### Task directions
Update the lines below by changing every "rough mask" to "coarse mask" and leaving everything else as it is.

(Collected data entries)
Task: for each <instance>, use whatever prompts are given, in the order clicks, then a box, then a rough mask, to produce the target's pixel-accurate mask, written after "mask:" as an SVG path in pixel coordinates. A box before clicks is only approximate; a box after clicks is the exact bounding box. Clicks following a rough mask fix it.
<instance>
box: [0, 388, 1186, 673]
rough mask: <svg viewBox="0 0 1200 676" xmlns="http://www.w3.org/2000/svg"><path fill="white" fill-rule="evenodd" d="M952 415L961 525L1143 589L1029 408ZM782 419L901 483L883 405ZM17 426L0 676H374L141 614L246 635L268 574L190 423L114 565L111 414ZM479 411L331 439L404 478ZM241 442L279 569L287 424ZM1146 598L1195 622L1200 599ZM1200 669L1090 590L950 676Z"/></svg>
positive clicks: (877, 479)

### Finished task
Task: for each <instance>, use whatever prompts are given, in the order clicks, then a box, then a coarse mask, to produce the target's pixel-accurate mask, written after "mask:" as an SVG path in pixel coordinates. A box before clicks is only approximate; a box after clicks is the exact bounding box. Clicks following a coarse mask fix it.
<instance>
box: [0, 388, 1186, 673]
coarse mask: <svg viewBox="0 0 1200 676" xmlns="http://www.w3.org/2000/svg"><path fill="white" fill-rule="evenodd" d="M952 415L961 525L1143 589L1029 408ZM782 419L901 483L883 405ZM17 426L0 676H374L141 614L246 635L268 574L190 423L114 565L111 414ZM479 411L331 439L404 478ZM241 442L279 569L287 424ZM1146 598L1195 622L1200 599ZM1200 669L1090 590L950 676Z"/></svg>
positive clicks: (877, 479)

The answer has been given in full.